[begin Data provided]
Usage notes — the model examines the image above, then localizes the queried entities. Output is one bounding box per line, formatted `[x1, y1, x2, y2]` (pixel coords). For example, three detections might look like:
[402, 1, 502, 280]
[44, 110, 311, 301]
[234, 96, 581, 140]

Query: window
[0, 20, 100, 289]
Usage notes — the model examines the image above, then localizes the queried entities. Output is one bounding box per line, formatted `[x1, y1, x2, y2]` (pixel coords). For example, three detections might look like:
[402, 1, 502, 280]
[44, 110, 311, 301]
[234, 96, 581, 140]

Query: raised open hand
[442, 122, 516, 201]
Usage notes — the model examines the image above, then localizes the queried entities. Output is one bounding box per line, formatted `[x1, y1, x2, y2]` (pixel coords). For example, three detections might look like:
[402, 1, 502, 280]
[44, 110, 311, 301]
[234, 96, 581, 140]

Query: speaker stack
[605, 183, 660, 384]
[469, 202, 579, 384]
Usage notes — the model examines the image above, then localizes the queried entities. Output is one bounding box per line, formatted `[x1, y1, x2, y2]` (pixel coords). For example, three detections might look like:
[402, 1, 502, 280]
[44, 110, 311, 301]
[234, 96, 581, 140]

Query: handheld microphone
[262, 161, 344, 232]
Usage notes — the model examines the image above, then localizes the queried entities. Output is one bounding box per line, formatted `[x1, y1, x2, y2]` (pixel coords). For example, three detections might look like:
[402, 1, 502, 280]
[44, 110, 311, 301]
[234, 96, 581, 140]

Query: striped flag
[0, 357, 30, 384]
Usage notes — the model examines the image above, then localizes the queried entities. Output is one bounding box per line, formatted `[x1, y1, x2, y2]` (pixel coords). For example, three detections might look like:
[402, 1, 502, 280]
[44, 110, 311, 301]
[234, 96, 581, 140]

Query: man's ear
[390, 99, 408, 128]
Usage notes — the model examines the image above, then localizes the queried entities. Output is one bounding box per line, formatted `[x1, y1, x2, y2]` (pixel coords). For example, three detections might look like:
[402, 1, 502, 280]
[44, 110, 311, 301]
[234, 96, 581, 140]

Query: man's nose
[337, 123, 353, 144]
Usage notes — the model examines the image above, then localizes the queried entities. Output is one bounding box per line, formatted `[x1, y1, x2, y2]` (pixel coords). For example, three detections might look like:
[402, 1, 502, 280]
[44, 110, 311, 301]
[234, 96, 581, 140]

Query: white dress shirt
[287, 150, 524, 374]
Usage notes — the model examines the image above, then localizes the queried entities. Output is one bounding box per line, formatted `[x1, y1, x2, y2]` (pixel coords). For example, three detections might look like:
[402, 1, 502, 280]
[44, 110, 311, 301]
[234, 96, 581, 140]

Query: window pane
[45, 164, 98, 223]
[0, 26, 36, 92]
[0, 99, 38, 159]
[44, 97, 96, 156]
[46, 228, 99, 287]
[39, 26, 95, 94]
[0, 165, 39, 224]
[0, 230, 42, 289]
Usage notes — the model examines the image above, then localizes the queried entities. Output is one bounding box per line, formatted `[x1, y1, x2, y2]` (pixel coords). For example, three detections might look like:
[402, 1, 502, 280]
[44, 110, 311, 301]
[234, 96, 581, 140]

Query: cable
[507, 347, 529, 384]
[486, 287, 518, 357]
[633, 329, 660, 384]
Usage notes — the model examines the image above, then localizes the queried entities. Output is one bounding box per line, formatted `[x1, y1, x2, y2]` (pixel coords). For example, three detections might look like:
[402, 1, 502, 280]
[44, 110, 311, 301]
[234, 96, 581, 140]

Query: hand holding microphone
[end Data provided]
• **Stated problem**
Please extract each line in the entries above that contains the word "microphone". Matches must agree in case.

• **Answer below**
Query: handheld microphone
Query: hand holding microphone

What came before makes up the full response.